All of the data should be output character for character, except the pictures.

--

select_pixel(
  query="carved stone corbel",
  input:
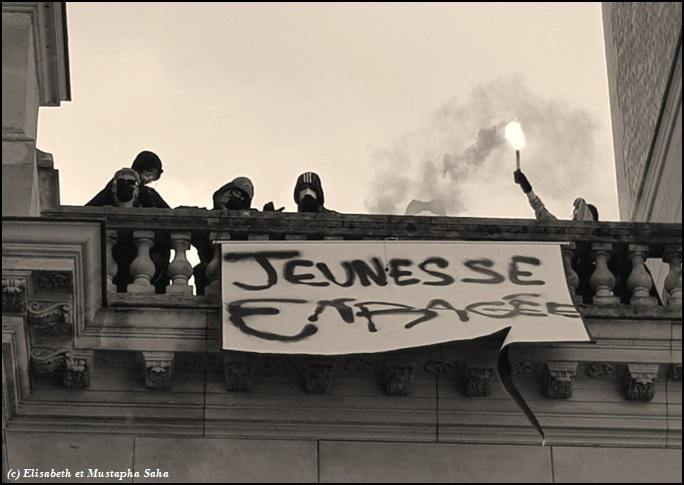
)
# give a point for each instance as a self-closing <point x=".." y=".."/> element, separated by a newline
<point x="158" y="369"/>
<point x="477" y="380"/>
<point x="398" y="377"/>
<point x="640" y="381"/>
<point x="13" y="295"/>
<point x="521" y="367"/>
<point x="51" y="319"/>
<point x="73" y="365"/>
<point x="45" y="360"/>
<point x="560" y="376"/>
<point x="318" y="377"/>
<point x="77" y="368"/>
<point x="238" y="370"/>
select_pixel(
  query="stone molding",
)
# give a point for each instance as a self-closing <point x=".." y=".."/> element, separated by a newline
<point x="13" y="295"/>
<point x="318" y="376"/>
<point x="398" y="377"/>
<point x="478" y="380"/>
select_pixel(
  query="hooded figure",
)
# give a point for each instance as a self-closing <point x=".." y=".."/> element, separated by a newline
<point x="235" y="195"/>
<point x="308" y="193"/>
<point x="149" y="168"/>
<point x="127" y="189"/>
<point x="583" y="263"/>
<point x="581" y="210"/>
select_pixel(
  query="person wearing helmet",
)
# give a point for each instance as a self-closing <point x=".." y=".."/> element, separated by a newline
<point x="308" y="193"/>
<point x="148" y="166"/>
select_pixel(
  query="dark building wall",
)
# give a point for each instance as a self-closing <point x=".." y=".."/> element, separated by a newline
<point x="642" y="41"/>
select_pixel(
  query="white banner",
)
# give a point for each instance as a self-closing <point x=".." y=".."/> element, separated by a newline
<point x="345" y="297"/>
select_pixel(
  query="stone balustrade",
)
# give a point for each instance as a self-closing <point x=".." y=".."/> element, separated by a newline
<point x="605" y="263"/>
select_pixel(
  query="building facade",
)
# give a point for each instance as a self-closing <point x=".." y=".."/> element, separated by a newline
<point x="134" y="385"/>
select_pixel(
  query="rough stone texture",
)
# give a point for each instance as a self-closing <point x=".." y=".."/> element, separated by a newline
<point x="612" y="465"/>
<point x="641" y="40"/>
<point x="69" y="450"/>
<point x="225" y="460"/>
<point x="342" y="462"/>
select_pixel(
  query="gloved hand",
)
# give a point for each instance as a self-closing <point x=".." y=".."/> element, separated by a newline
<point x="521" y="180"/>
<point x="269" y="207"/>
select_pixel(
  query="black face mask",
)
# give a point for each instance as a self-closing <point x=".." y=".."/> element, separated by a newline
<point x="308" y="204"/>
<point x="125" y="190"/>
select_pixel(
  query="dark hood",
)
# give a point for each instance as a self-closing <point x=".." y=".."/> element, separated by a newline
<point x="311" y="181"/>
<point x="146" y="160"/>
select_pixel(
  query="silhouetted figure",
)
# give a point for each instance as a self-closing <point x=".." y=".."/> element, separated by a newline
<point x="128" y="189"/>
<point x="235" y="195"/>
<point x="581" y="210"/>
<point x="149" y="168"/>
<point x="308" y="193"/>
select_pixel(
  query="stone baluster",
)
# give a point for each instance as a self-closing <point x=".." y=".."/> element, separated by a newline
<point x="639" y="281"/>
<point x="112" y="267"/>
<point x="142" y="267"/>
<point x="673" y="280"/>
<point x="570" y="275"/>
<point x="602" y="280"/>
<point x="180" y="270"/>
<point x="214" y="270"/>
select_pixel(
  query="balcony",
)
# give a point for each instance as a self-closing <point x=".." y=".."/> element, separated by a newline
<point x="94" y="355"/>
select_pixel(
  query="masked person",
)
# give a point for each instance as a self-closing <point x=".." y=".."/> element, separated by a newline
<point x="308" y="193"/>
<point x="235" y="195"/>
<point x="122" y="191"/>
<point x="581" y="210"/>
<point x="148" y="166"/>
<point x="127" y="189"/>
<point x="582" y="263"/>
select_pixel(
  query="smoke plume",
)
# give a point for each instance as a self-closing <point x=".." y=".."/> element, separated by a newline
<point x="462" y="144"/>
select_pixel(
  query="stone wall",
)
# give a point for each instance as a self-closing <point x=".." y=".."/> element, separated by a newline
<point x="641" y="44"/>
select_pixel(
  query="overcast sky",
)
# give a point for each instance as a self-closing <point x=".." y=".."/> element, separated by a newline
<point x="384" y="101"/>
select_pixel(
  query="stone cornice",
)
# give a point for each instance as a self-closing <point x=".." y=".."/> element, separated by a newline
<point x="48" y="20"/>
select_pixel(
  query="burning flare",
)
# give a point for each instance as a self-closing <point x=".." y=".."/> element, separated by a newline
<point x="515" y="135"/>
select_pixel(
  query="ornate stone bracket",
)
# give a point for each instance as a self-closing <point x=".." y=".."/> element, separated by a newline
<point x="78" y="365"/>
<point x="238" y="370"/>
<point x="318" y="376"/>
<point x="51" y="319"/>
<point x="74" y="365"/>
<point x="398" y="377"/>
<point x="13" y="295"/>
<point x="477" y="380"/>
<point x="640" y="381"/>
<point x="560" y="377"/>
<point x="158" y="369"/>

--

## Worked solution
select_pixel(
  query="carved stone corbel",
  input:
)
# give a point for each instance as a self-closing <point x=".." y=".."/> element, separated by a newline
<point x="158" y="369"/>
<point x="477" y="380"/>
<point x="398" y="377"/>
<point x="640" y="381"/>
<point x="13" y="295"/>
<point x="521" y="367"/>
<point x="51" y="319"/>
<point x="73" y="365"/>
<point x="45" y="360"/>
<point x="560" y="376"/>
<point x="318" y="377"/>
<point x="77" y="368"/>
<point x="238" y="370"/>
select_pixel(
  query="stone molding",
)
# give a point for each instance as a self-closing <point x=".." y=".."/> element, separated by a newline
<point x="13" y="295"/>
<point x="318" y="376"/>
<point x="398" y="377"/>
<point x="478" y="380"/>
select_pixel(
  query="hooded figure",
)
# give a point for each instance as a self-closing <point x=".." y=".."/> element, separated by a newline
<point x="235" y="195"/>
<point x="308" y="193"/>
<point x="149" y="168"/>
<point x="127" y="189"/>
<point x="583" y="263"/>
<point x="581" y="210"/>
select_pixel(
  query="person wearing helmet",
)
# give a point for each instance as a self-closing <point x=".." y=".."/> element, separated by a newline
<point x="308" y="193"/>
<point x="148" y="166"/>
select_pixel(
  query="dark building wall",
)
# give a point for each instance as a self-closing <point x=".." y=".."/> element, separated by a newline
<point x="642" y="41"/>
select_pixel(
  query="white banner",
)
# give a point for each instance as a self-closing <point x=".." y=".."/> element, separated by a newline
<point x="345" y="297"/>
select_pixel(
  query="stone balustrade",
)
# give a point for each instance as a self-closing <point x=".." y=".."/> element, separated by a newline
<point x="605" y="263"/>
select_pixel(
  query="building facade",
)
# give a point for each instance as a self-closing <point x=".." y=".."/> element, separated by a newline
<point x="134" y="385"/>
select_pixel(
  query="rough stone texture",
)
# give a point for each instance as a self-closing <point x=".." y=".."/> element, separated by a newline
<point x="612" y="465"/>
<point x="641" y="40"/>
<point x="69" y="450"/>
<point x="225" y="460"/>
<point x="342" y="462"/>
select_pixel(
  query="gloved hand",
)
# give a point for each instance as a self-closing <point x=".." y=".."/> element, separated by a newline
<point x="521" y="180"/>
<point x="269" y="207"/>
select_pixel(
  query="black face mask",
)
# give a point for each instance as a self-closing <point x=".." y=".."/> element, separated by a newline
<point x="308" y="204"/>
<point x="125" y="190"/>
select_pixel(
  query="dark hood",
)
# give a point for each instance as a self-closing <point x=".." y=".."/> element, separated by a newline
<point x="311" y="181"/>
<point x="146" y="160"/>
select_pixel(
  query="silhouetted figure",
)
# give a point for each instance as a self-closing <point x=".." y=".."/> element, separated by a newline
<point x="128" y="189"/>
<point x="235" y="195"/>
<point x="581" y="210"/>
<point x="149" y="168"/>
<point x="308" y="193"/>
select_pixel(
  query="stone baluster",
)
# give a point for each instance as a self-closing <point x=".." y=".."/> element, separated by a newline
<point x="639" y="281"/>
<point x="112" y="267"/>
<point x="142" y="267"/>
<point x="673" y="280"/>
<point x="570" y="275"/>
<point x="602" y="280"/>
<point x="180" y="270"/>
<point x="214" y="270"/>
select_pixel(
  query="balcony",
)
# give a point for each instance as a self-closing <point x=".." y=".."/> element, separated by a newline
<point x="94" y="355"/>
select_pixel(
  query="masked person",
)
# give a point for each instance as a self-closing <point x=".." y=".."/> element, separated by a newline
<point x="308" y="193"/>
<point x="235" y="195"/>
<point x="122" y="191"/>
<point x="581" y="210"/>
<point x="148" y="166"/>
<point x="127" y="189"/>
<point x="582" y="263"/>
select_pixel(
  query="smoke plume",
)
# give a point for each instance as a self-closing <point x=".." y=".."/> element, separated by a newline
<point x="462" y="144"/>
select_pixel(
  query="stone wall",
)
# give a point for each instance as a self-closing <point x=".." y=".."/> element, separated by a newline
<point x="641" y="44"/>
select_pixel(
  query="overcast sky",
)
# give a point for each instance as a self-closing <point x=".." y=".."/> element, separated by a newline
<point x="384" y="101"/>
select_pixel(
  query="stone cornice",
)
# give a point for each instance as a self-closing <point x=".." y=".."/> element, separated by a newline
<point x="48" y="20"/>
select_pixel(
  query="burning flare",
)
# give a point for each instance as a self-closing <point x=".." y=".."/> element, separated by a newline
<point x="515" y="135"/>
select_pixel(
  query="ornate stone bracket",
)
# give a point for each instance as a self-closing <point x=".." y=".."/> element, separated by a newline
<point x="78" y="365"/>
<point x="238" y="370"/>
<point x="318" y="376"/>
<point x="51" y="319"/>
<point x="74" y="365"/>
<point x="398" y="377"/>
<point x="13" y="295"/>
<point x="477" y="380"/>
<point x="640" y="381"/>
<point x="560" y="377"/>
<point x="158" y="369"/>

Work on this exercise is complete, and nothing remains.